§ **REQUIREMENT**
The records come next. Copy all of them exactly.

§ **INPUT DATA**
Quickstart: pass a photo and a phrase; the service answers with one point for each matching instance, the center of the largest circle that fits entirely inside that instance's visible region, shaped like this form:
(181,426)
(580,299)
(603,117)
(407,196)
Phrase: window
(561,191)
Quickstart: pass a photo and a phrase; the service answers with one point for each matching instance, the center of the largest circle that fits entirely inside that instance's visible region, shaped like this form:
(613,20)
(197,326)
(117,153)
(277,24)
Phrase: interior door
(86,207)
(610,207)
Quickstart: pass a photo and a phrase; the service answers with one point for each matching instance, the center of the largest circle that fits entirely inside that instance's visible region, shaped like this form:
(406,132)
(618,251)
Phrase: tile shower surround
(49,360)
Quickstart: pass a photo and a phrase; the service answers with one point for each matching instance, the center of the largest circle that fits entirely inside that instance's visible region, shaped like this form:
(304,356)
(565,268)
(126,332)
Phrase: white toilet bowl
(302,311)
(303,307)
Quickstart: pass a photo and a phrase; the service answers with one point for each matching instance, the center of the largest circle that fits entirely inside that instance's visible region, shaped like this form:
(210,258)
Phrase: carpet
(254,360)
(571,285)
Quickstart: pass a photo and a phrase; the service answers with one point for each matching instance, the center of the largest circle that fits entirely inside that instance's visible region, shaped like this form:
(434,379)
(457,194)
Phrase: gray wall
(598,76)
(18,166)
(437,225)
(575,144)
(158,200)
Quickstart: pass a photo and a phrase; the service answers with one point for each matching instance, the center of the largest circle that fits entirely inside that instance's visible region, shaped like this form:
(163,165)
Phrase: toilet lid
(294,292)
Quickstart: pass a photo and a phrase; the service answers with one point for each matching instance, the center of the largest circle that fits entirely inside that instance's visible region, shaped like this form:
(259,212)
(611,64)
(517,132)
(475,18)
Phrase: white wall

§ **RESULT FOR THIS EXERCISE**
Quickstart: pass a photo and a phrase; the service answers with one point for each matching instance, the center of the largest circle that fits entirely inside that instance's visible region, shaped like this form:
(181,426)
(580,299)
(603,117)
(407,196)
Phrase: window
(561,191)
Quickstart: pass a photo and a phrase; the service answers with one point for each matching instance, the center of the largest circle that fits entirely inside that instance's visible region, shaped like this form:
(613,20)
(197,326)
(117,153)
(277,24)
Phrase: interior door
(86,207)
(610,207)
Quickstart: pass a photo and a phrase; the service answers with one point for each matching instance, the center of the largest circle that fits entirely inside that instance's visible region, shaped like this form:
(406,132)
(618,251)
Phrase: tile shower surround
(49,360)
Quickstart: pass a photo and a phrase; the service answers with one point for each matching instance, the center of the largest circle that fits entirely inside that instance's visible region, shaped like this form:
(304,356)
(565,268)
(126,332)
Phrase: white toilet bowl
(302,311)
(303,307)
Quickstart: pass a photo and a phrase; the service answers with one point for each matching instance, the center of the largest circle that fits entirely inside that instance's visible region, shaped like this form:
(210,258)
Phrase: carpet
(254,360)
(571,285)
Quickstart: pass a photo and a phrase; the service answers with one point for each matching instance, the center of the largest circle that fits entirely inside that instance's visible region, shaped like this form:
(434,379)
(457,194)
Phrase: gray wall
(598,76)
(18,166)
(437,225)
(575,144)
(158,200)
Quickstart: pass a photo and a phrase; the service answers with one point for each matching instance, the center of the largest circle that fits entirely inside that instance's visible region, shaped like this form:
(163,165)
Phrase: toilet lid
(294,292)
Quickstart: pass a photo and a phrase; the service answers with one point for each matching instance, the center of the largest circle that fits entirely inside that instance's visible region, shaped like this form:
(259,212)
(611,64)
(517,132)
(475,18)
Phrase: white wall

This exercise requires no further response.